◆ **Exercise description**
Copy out, unchanged, the stretch of the material from the line containing "Where can the bare" through the end of the records.

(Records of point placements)
- - - - - - -

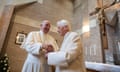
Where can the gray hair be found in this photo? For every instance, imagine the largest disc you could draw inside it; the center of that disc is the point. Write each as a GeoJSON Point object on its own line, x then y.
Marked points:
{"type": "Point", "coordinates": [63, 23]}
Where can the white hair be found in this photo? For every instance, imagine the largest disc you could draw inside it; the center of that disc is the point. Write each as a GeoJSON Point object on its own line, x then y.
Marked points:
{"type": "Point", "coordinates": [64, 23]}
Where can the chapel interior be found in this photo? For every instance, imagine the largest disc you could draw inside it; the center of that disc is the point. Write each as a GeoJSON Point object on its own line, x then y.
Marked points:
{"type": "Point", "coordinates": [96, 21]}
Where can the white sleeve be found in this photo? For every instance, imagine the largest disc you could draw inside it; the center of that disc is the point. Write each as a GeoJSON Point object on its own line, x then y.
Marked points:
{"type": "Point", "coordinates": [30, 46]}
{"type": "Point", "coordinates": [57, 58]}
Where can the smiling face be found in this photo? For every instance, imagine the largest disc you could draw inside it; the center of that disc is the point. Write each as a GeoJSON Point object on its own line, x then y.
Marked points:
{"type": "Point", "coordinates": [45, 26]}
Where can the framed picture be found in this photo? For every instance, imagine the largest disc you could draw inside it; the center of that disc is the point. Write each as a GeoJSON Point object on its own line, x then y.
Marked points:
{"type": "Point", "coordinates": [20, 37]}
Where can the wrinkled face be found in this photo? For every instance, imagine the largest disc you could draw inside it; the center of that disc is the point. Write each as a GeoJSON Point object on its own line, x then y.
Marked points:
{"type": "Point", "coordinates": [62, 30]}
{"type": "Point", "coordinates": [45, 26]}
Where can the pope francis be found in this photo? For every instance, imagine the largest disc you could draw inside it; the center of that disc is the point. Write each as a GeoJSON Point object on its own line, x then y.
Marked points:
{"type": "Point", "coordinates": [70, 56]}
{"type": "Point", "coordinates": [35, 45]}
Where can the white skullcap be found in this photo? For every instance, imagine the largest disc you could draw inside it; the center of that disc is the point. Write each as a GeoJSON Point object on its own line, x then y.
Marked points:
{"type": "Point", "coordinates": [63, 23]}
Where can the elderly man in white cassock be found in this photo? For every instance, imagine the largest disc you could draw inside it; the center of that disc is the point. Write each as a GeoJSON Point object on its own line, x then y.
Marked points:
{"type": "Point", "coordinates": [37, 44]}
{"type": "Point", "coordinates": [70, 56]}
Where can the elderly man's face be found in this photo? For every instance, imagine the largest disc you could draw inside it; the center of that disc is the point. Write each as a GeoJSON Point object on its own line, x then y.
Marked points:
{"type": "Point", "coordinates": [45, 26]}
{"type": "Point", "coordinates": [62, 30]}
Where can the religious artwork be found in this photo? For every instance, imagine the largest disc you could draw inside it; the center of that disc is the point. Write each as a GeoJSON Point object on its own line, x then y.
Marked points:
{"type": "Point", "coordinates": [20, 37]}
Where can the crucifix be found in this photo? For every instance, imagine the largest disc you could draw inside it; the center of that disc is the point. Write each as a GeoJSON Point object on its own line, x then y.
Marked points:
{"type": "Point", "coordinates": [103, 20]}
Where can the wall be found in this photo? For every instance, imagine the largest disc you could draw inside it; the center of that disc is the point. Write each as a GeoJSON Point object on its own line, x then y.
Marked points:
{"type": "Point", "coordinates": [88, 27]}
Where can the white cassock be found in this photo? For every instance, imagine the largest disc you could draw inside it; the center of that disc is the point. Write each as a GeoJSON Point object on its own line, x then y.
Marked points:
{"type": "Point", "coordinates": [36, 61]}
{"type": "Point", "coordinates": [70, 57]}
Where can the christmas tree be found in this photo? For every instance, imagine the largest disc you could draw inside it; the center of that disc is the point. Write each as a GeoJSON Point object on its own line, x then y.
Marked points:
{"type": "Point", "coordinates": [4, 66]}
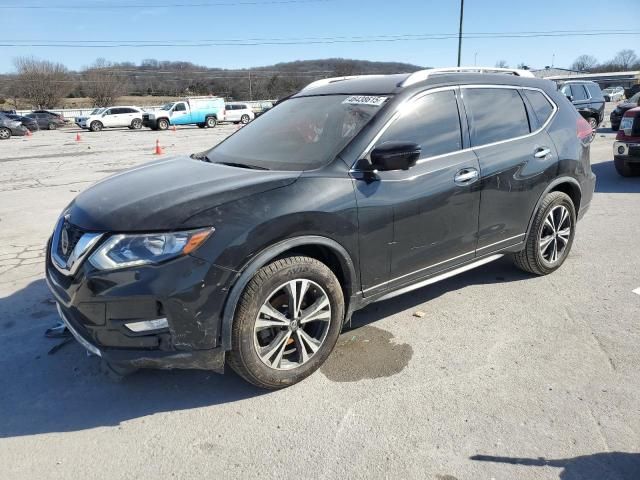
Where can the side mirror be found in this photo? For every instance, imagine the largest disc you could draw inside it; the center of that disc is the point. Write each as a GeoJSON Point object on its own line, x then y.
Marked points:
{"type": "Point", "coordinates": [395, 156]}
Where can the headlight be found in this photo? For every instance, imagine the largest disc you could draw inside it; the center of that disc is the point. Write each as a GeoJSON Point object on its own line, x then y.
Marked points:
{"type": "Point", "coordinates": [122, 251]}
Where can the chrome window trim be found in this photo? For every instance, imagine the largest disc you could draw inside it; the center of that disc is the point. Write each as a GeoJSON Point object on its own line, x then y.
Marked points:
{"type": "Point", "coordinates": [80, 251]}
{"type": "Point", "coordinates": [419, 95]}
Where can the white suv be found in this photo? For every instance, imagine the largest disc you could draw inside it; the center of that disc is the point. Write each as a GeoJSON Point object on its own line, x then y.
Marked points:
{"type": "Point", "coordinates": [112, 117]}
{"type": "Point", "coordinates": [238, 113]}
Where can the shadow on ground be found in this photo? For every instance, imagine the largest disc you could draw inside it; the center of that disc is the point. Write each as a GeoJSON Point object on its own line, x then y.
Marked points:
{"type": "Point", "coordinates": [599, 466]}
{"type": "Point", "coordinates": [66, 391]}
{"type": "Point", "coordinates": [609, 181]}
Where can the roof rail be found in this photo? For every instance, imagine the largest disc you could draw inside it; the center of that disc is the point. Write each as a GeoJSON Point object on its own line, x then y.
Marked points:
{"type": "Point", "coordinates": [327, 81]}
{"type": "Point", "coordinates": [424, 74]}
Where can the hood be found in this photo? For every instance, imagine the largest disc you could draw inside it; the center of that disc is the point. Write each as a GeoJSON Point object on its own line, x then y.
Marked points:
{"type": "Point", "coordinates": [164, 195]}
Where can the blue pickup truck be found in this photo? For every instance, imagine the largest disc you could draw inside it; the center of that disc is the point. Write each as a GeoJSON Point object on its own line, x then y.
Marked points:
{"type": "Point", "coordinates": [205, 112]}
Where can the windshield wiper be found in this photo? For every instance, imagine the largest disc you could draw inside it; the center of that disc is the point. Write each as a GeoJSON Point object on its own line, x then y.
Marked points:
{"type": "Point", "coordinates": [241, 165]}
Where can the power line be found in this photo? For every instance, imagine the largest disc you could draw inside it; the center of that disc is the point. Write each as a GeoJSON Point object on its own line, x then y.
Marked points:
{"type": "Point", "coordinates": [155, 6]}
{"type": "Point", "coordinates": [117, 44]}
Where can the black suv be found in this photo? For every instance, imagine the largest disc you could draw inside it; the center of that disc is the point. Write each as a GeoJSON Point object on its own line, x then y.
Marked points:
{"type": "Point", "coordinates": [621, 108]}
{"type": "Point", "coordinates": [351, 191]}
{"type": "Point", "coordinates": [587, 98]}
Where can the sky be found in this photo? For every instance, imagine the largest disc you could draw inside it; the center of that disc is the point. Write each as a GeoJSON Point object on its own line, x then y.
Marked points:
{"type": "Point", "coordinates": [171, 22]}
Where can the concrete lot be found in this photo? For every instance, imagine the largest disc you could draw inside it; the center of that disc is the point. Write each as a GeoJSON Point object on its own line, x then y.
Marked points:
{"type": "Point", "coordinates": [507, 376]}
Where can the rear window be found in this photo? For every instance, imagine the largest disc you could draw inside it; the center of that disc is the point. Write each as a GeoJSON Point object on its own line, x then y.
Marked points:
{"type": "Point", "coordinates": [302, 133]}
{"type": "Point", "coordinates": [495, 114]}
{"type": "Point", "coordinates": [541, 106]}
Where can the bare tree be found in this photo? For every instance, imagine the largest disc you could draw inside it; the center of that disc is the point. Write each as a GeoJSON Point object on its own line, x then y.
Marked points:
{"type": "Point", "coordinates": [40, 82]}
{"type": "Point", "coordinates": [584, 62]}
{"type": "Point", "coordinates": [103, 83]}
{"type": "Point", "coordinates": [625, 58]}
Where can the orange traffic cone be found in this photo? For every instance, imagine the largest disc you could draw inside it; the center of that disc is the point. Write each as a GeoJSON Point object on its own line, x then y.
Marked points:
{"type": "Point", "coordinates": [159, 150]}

- - - - - - -

◆ **The reply**
Where can the bare tree be found in this photo? For every instance, imagine the largest disc you could draw inside it; the center of that disc is the point. Write each as a GeoJSON Point object on its own line, x then y.
Marked points:
{"type": "Point", "coordinates": [40, 82]}
{"type": "Point", "coordinates": [584, 62]}
{"type": "Point", "coordinates": [103, 83]}
{"type": "Point", "coordinates": [625, 58]}
Where can the orange traffic cone be found in this photo? For every instance, imagine the largest disc you could draw inside it; the center of that disc is the point. Write each as a GeoJSON Point object on its own line, x then y.
Marked points:
{"type": "Point", "coordinates": [159, 150]}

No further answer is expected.